**HOW TO COMPLETE THIS TASK**
Images excluded, reproduce each line of the records exactly as it stands.

Referring expression pointing data
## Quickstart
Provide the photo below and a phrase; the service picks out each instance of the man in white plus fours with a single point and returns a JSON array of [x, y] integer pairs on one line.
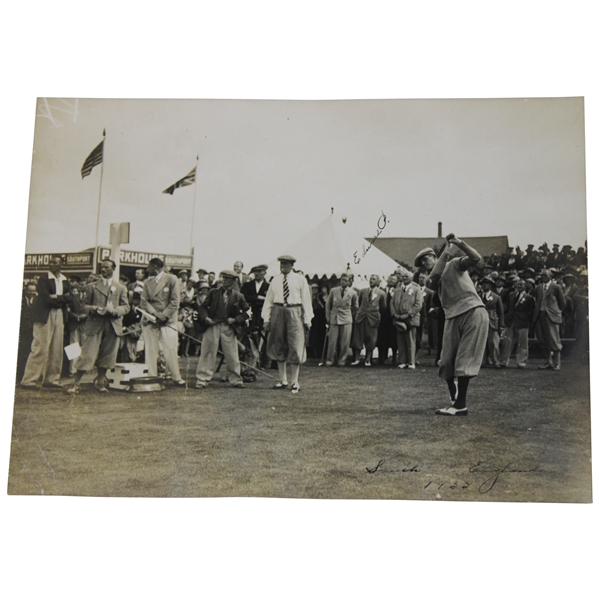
[[287, 315]]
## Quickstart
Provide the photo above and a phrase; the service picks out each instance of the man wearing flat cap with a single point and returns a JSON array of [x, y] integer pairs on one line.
[[372, 302], [405, 311], [549, 305], [494, 307], [466, 320], [255, 293], [287, 315], [223, 312]]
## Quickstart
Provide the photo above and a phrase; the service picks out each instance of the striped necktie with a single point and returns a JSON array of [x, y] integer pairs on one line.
[[285, 290]]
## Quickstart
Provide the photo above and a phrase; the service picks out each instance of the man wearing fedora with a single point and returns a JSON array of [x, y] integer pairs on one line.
[[494, 307], [466, 320], [105, 303], [340, 309], [255, 293], [549, 305], [160, 297], [223, 313], [406, 304], [517, 319], [287, 315]]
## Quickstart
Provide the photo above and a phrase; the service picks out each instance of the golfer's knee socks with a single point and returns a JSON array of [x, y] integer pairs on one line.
[[460, 401]]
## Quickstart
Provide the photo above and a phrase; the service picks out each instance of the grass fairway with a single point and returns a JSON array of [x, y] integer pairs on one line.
[[349, 433]]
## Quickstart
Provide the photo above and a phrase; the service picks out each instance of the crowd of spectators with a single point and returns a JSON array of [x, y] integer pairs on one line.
[[500, 275]]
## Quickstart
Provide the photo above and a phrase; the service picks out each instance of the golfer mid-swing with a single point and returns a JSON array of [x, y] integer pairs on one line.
[[467, 320]]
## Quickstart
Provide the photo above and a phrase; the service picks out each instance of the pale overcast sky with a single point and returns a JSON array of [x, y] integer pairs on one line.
[[269, 172]]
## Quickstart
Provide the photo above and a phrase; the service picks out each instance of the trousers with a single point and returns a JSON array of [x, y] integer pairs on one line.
[[169, 339], [45, 359]]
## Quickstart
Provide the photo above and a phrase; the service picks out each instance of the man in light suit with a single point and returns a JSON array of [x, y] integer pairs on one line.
[[160, 298], [240, 277], [371, 305], [405, 311], [517, 319], [49, 313], [550, 302], [105, 303], [341, 307]]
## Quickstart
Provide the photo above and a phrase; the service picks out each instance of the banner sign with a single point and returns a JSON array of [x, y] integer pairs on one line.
[[133, 258], [81, 261]]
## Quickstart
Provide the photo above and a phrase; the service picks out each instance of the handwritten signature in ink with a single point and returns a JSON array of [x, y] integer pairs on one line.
[[381, 223], [489, 483]]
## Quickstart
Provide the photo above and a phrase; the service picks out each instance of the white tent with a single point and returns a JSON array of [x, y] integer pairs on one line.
[[334, 247]]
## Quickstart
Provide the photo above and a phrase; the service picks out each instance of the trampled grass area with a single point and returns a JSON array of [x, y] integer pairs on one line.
[[349, 433]]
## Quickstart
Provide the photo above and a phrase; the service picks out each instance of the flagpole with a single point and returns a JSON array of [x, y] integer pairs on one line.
[[193, 209], [96, 250]]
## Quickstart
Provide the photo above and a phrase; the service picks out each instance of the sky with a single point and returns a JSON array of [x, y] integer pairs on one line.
[[270, 171]]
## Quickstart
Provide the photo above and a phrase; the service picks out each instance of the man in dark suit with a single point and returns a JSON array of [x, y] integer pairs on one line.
[[387, 337], [405, 311], [45, 359], [494, 307], [26, 328], [371, 305], [550, 303], [340, 310], [160, 297], [105, 303], [224, 312], [517, 320], [254, 293]]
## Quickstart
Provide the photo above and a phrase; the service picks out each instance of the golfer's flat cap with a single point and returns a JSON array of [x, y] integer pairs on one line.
[[422, 253], [259, 267], [286, 258]]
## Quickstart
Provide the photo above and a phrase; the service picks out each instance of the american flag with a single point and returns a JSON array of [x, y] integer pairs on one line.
[[189, 179], [93, 159]]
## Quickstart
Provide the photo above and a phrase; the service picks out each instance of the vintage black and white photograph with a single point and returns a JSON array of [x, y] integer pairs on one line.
[[378, 299], [408, 185]]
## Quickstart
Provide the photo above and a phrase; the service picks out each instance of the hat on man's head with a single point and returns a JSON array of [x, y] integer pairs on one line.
[[421, 254], [287, 258], [259, 267]]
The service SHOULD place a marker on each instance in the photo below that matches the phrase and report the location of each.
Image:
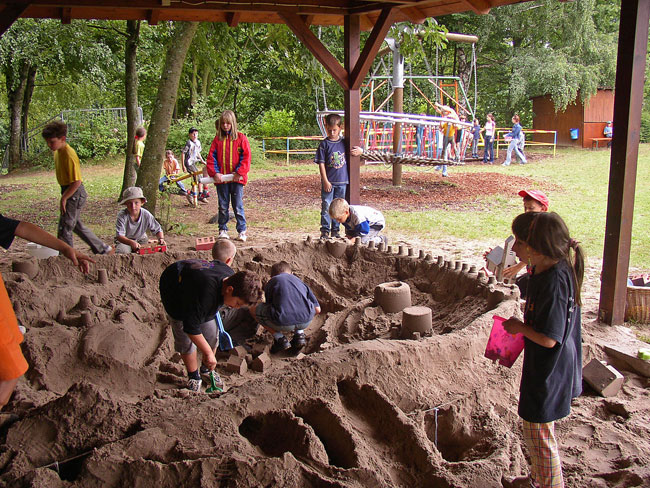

**RESPONSE BOX**
## Quickstart
Provide the photo below and a phrase; the service picks out each instance of the man in white plus fours with a single point and returns a JSON array of [x, y] integer pairs on one line.
[[287, 315]]
## Quickstart
Provide the photo above and a phrase; the service picks out each instance of the man wearing flat cap with a single point and returns a JSON array of [x, y] integer pairs on one line.
[[372, 302], [405, 311], [549, 305], [494, 307], [466, 320], [255, 293], [287, 315], [223, 312]]
## Quickstart
Provide the photo above and a phrase; the service picks out each instance of the striped necktie with a single point and returns a JSON array of [x, y] integer pairs on one line.
[[285, 290]]
## Quickstart
Provide the photo above and a phrase; the service picks out each instance of the man wearing fedora with a single point and returns a JSON array of [x, y] integer pairs on one line.
[[494, 307], [466, 320], [105, 303], [340, 309], [255, 293], [549, 305], [160, 297], [223, 313], [406, 304], [517, 319], [287, 315]]
## Quickstart
Provide the photo above and a phrase; the service picks out each instance of the golfer's knee socks with a single point and returns a JSON array of [x, y] integer pairs on one line.
[[460, 401]]
## Quickstart
Provide the photo above and a phrase; the service picks out each instance of the grass fairway with a single point and returns a JSON array of [x, y] integer pairs on one line.
[[349, 433]]
## Quickstart
Provide the photo above and a phrase; the service picks out each instance of the crowd of spectators with a single point and returns a JSON array of [x, y] integer pairs on one line.
[[500, 275]]
## Quickstart
Provide the photo above and a phrase; the service picks out each instance of the golfer mid-swing with a single point and returns a JSON array of [x, y] integer pairs on one line.
[[467, 320]]
## Quickstart
Provide the photo above and a phrase; the service picks out each instance of the pale overcast sky with a single point and returns a JSON array of [x, y] integer pairs on one line.
[[269, 172]]
## Quickstart
Provide the photo above and a phrase; the service picks out each instance of the trousers with a single point and returns a JSON array of [x, y] integer pairs on one line.
[[169, 339], [45, 359]]
## Quickstart
Provide the photo above and a phrase; the service picks out each instance of the man in light suit with a single point and returns a JSON array of [x, y] integer pairs on one line.
[[160, 298], [240, 277], [371, 305], [405, 311], [517, 319], [49, 313], [550, 302], [105, 303], [341, 307]]
## Quickstart
Provide the photo above and a phrase; the service picks out each instance of the banner sign with a single point and returns a JSON array of [x, y] integer pairs on one line.
[[133, 258], [81, 261]]
## Quickstart
Provide the photo above and a phrase; the service picks out each instance of the handwritten signature in ink with a single point and returns a JSON array of [x, y] integer pairs on one line.
[[381, 223], [489, 483]]
## Quickstart
Provide the photo above and a phrase; the service picks out each instance of the white tent with a single point and returns a JSON array of [x, y] integer pairs on one line.
[[334, 247]]
## Quickstart
Provide the photo above and a phrase; the service picks out each instance of the trampled grass area with a single point and returns a JSON array of [x, y] integer pairs on one line.
[[349, 433]]
## Quickstart
Provide the photo above and a phrase; the service picks out each instance of the flagpole with a single point and returns a JSON array of [x, y] integer pairs on one line.
[[193, 209], [96, 250]]
## Quickstart
Provide the photo above and a phrase; the service picks out each instance of the sky with a single point and returns a JSON array of [x, y] integer pairs on one line.
[[270, 171]]
## Quickstart
Provide the photo above and a phrase; the service picks out each instance of the man in dark suit with a single point and returns a JSON array of [x, y] integer pairs on one line.
[[387, 337], [405, 311], [45, 359], [494, 307], [26, 328], [371, 305], [550, 303], [340, 310], [160, 297], [105, 303], [224, 312], [517, 320], [254, 293]]
## Quickstart
Provide the photo above and a phrase; the service picks out each instance of the golfer's flat cap with a single point and returns a JSON array of [x, y] integer pairs on one line.
[[422, 253], [259, 267], [286, 258]]
## Quickstart
Provide the photo above and a phrase; the service picks out each instance of the american flag with a single point and returns a JSON array of [x, y] integer pairs on one line.
[[189, 179], [93, 159]]
## Quickstart
Provide the photo above and a phrase; the service picks out each instance of the vintage black and white photograph with a single point and returns a JSON array of [x, y] integer pairs on one line.
[[378, 299], [408, 185]]
## Quickstart
Provide the photo above and a phrase; the service picks out each instance of the hat on man's head with a single point and returns a JSON array of [x, y] integer pairs on one line.
[[421, 254], [287, 258], [259, 267]]
The service SHOULD place a marker on each instance in the photo below that matches the phrase and report the location of each.
Image:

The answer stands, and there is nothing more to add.